▶ [EXERCISE DIRECTIONS] Every record that follows should appear again in your answer, exactly the same.

Dataset entries
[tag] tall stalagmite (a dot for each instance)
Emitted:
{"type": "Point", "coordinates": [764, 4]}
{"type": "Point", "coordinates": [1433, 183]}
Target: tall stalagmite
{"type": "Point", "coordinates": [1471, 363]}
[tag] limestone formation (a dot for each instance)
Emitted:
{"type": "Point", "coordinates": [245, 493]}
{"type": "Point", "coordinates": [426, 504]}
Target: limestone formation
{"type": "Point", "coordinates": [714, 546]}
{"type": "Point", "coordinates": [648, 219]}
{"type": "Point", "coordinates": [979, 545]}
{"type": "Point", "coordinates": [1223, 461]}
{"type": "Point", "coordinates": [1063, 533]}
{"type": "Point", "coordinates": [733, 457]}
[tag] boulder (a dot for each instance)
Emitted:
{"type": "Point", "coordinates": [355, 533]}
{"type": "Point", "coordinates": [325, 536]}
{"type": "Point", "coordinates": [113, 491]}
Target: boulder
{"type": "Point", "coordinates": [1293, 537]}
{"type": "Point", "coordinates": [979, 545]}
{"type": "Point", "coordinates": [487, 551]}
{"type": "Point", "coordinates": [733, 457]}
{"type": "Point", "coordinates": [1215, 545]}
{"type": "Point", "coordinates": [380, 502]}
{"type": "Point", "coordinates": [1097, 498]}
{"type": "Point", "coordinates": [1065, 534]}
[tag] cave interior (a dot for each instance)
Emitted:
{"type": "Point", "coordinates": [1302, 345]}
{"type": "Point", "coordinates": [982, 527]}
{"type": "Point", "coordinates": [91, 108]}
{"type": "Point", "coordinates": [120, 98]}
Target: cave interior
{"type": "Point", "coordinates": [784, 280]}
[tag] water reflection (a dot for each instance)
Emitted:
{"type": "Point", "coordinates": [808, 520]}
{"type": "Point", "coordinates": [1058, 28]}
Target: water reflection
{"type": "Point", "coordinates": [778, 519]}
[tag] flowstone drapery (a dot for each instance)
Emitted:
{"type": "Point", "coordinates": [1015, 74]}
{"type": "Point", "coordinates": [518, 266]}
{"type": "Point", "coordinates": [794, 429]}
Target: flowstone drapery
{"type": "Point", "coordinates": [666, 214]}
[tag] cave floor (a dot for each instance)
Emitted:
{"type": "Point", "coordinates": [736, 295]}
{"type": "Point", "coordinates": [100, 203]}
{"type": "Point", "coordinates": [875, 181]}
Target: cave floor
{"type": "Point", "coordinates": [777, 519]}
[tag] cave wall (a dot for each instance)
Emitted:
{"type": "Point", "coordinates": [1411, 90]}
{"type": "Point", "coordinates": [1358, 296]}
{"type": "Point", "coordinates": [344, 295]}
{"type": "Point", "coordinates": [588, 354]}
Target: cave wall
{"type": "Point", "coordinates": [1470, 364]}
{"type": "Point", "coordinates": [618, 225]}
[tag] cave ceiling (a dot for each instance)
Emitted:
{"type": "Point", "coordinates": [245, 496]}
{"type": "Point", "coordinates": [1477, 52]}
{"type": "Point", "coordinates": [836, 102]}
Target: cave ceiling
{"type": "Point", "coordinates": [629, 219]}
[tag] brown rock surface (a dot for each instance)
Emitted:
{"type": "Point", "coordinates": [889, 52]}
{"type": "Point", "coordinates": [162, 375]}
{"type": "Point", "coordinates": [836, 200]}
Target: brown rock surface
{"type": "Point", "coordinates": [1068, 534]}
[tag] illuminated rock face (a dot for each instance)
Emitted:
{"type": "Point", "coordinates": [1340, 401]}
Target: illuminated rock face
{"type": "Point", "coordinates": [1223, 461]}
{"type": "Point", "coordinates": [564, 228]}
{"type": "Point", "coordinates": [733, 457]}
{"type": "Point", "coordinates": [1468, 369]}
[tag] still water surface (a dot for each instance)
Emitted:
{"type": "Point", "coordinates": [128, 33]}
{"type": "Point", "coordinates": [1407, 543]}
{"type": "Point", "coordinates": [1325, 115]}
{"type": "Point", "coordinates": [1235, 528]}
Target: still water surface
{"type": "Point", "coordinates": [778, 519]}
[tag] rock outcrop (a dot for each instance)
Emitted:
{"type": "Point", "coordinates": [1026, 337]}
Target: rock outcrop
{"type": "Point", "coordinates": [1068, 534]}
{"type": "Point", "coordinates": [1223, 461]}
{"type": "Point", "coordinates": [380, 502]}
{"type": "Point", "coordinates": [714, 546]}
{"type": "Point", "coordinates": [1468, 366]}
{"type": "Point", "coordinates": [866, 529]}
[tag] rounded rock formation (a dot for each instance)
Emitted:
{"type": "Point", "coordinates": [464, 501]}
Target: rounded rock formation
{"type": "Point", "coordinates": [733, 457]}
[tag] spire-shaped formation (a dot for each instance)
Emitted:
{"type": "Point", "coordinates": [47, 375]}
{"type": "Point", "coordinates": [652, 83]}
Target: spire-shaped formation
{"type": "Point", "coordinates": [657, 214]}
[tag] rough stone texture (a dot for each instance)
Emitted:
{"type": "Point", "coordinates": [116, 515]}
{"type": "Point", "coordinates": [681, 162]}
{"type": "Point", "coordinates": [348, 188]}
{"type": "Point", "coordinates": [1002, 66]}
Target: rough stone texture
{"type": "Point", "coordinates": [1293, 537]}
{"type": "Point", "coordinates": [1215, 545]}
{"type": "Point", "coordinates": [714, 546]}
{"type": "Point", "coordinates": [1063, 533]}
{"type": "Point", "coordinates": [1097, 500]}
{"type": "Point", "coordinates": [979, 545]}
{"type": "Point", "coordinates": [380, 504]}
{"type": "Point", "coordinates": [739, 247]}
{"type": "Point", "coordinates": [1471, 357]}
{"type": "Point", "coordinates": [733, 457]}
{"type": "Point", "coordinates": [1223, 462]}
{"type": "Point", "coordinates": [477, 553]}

▶ [SOLUTION FOR THIS EXERCISE]
[tag] tall stalagmite (a dot for each instance)
Emitted:
{"type": "Point", "coordinates": [764, 4]}
{"type": "Point", "coordinates": [1433, 183]}
Target: tall stalagmite
{"type": "Point", "coordinates": [1471, 363]}
[tag] limestone formation (a dot for each instance)
Emitted:
{"type": "Point", "coordinates": [245, 493]}
{"type": "Point", "coordinates": [426, 504]}
Target: limestone formation
{"type": "Point", "coordinates": [714, 546]}
{"type": "Point", "coordinates": [648, 219]}
{"type": "Point", "coordinates": [979, 545]}
{"type": "Point", "coordinates": [1223, 461]}
{"type": "Point", "coordinates": [1063, 533]}
{"type": "Point", "coordinates": [733, 457]}
[tag] boulder (a dot for each instance)
Emitted:
{"type": "Point", "coordinates": [355, 533]}
{"type": "Point", "coordinates": [325, 536]}
{"type": "Point", "coordinates": [113, 491]}
Target: boulder
{"type": "Point", "coordinates": [1293, 537]}
{"type": "Point", "coordinates": [979, 545]}
{"type": "Point", "coordinates": [487, 551]}
{"type": "Point", "coordinates": [733, 457]}
{"type": "Point", "coordinates": [1215, 545]}
{"type": "Point", "coordinates": [380, 502]}
{"type": "Point", "coordinates": [1097, 498]}
{"type": "Point", "coordinates": [1065, 534]}
[tag] cave interior (a dot for each instance)
Emitted:
{"type": "Point", "coordinates": [1302, 345]}
{"type": "Point", "coordinates": [982, 527]}
{"type": "Point", "coordinates": [91, 108]}
{"type": "Point", "coordinates": [120, 98]}
Target: cave interior
{"type": "Point", "coordinates": [784, 280]}
[tag] water reflection (a dot for each instance)
Emitted:
{"type": "Point", "coordinates": [808, 520]}
{"type": "Point", "coordinates": [1058, 28]}
Target: water reflection
{"type": "Point", "coordinates": [778, 519]}
[tag] flowstone drapery (a dot for each instance)
Emitted:
{"type": "Point", "coordinates": [1015, 74]}
{"type": "Point", "coordinates": [518, 266]}
{"type": "Point", "coordinates": [794, 429]}
Target: flowstone drapery
{"type": "Point", "coordinates": [666, 214]}
[tag] cave floor (a dot for each instance)
Emitted:
{"type": "Point", "coordinates": [736, 295]}
{"type": "Point", "coordinates": [100, 203]}
{"type": "Point", "coordinates": [875, 181]}
Target: cave floor
{"type": "Point", "coordinates": [777, 519]}
[tag] cave wall (a dot for each instance)
Emitted:
{"type": "Point", "coordinates": [1411, 90]}
{"type": "Point", "coordinates": [1358, 296]}
{"type": "Point", "coordinates": [344, 295]}
{"type": "Point", "coordinates": [588, 354]}
Target: cave wall
{"type": "Point", "coordinates": [1470, 364]}
{"type": "Point", "coordinates": [618, 225]}
[tag] cave ceiling (a dot for each instance)
Emitted:
{"type": "Point", "coordinates": [245, 496]}
{"type": "Point", "coordinates": [1477, 52]}
{"type": "Point", "coordinates": [836, 102]}
Target: cave ceiling
{"type": "Point", "coordinates": [629, 219]}
[tag] brown rock surface (a dot for each instance)
Emitted:
{"type": "Point", "coordinates": [889, 52]}
{"type": "Point", "coordinates": [162, 375]}
{"type": "Point", "coordinates": [836, 200]}
Target: brown rock surface
{"type": "Point", "coordinates": [1068, 534]}
[tag] illuminated rock face (a dot for each instance)
Emitted:
{"type": "Point", "coordinates": [1340, 401]}
Target: illuminated rock face
{"type": "Point", "coordinates": [1223, 461]}
{"type": "Point", "coordinates": [564, 228]}
{"type": "Point", "coordinates": [733, 457]}
{"type": "Point", "coordinates": [1468, 369]}
[tag] still water surface (a dot for each instance)
Emitted:
{"type": "Point", "coordinates": [128, 33]}
{"type": "Point", "coordinates": [1407, 543]}
{"type": "Point", "coordinates": [1325, 115]}
{"type": "Point", "coordinates": [1235, 528]}
Target: still water surface
{"type": "Point", "coordinates": [778, 519]}
[tag] rock outcrop (a dot for each instance)
Emitted:
{"type": "Point", "coordinates": [1026, 337]}
Target: rock outcrop
{"type": "Point", "coordinates": [1068, 534]}
{"type": "Point", "coordinates": [1223, 461]}
{"type": "Point", "coordinates": [380, 502]}
{"type": "Point", "coordinates": [714, 546]}
{"type": "Point", "coordinates": [1468, 366]}
{"type": "Point", "coordinates": [866, 529]}
[tag] rounded rock formation (a dot for each instance)
Emitted:
{"type": "Point", "coordinates": [464, 501]}
Target: rounded rock formation
{"type": "Point", "coordinates": [733, 457]}
[tag] spire-shaped formation (a dot for each instance)
Emitted:
{"type": "Point", "coordinates": [47, 375]}
{"type": "Point", "coordinates": [652, 83]}
Target: spire-shaped formation
{"type": "Point", "coordinates": [657, 214]}
[tag] rough stone texture (a dot for each instance)
Emitted:
{"type": "Point", "coordinates": [116, 515]}
{"type": "Point", "coordinates": [681, 162]}
{"type": "Point", "coordinates": [348, 188]}
{"type": "Point", "coordinates": [1002, 66]}
Target: rough stone texture
{"type": "Point", "coordinates": [1293, 537]}
{"type": "Point", "coordinates": [1215, 545]}
{"type": "Point", "coordinates": [714, 546]}
{"type": "Point", "coordinates": [1063, 533]}
{"type": "Point", "coordinates": [1097, 500]}
{"type": "Point", "coordinates": [979, 545]}
{"type": "Point", "coordinates": [380, 504]}
{"type": "Point", "coordinates": [739, 247]}
{"type": "Point", "coordinates": [1471, 357]}
{"type": "Point", "coordinates": [733, 457]}
{"type": "Point", "coordinates": [1223, 462]}
{"type": "Point", "coordinates": [477, 553]}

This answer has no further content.